- SUPPLIED RECORDS
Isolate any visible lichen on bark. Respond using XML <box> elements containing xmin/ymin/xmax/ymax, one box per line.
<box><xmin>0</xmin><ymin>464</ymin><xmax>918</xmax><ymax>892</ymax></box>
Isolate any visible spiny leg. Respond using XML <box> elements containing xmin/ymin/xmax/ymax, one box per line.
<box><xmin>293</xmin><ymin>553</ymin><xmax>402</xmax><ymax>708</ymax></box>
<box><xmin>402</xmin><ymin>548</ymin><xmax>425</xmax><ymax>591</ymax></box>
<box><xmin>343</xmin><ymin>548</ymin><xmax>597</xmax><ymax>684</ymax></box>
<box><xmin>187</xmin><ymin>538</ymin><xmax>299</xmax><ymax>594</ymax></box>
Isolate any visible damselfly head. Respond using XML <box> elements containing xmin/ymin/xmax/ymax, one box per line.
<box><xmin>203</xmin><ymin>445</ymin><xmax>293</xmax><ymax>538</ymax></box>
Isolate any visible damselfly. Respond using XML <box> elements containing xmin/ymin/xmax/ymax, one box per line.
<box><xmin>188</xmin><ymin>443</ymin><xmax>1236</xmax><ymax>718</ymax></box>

- EXERCISE AIM
Can you reproduce all of the data above verbatim, every line unchanged?

- RESULT OF THE TASK
Isolate any visible lichen on bark. Respond using XML <box> elements containing xmin/ymin/xmax/ymax, one box per line.
<box><xmin>0</xmin><ymin>464</ymin><xmax>918</xmax><ymax>892</ymax></box>
Isolate any visible spiny leg. Respond using XML <box> elements containing xmin/ymin/xmax/ymax, one box per line.
<box><xmin>293</xmin><ymin>553</ymin><xmax>402</xmax><ymax>708</ymax></box>
<box><xmin>402</xmin><ymin>548</ymin><xmax>425</xmax><ymax>591</ymax></box>
<box><xmin>343</xmin><ymin>548</ymin><xmax>597</xmax><ymax>684</ymax></box>
<box><xmin>187</xmin><ymin>538</ymin><xmax>299</xmax><ymax>594</ymax></box>
Isolate any visible damselfly head. Respond using XML <box> elements containing xmin/ymin/xmax/ymax, one box per line.
<box><xmin>203</xmin><ymin>445</ymin><xmax>293</xmax><ymax>538</ymax></box>
Isolate any visible damselfly. Respond using XML <box> elements containing xmin/ymin/xmax/ymax, one box per line.
<box><xmin>188</xmin><ymin>443</ymin><xmax>1236</xmax><ymax>718</ymax></box>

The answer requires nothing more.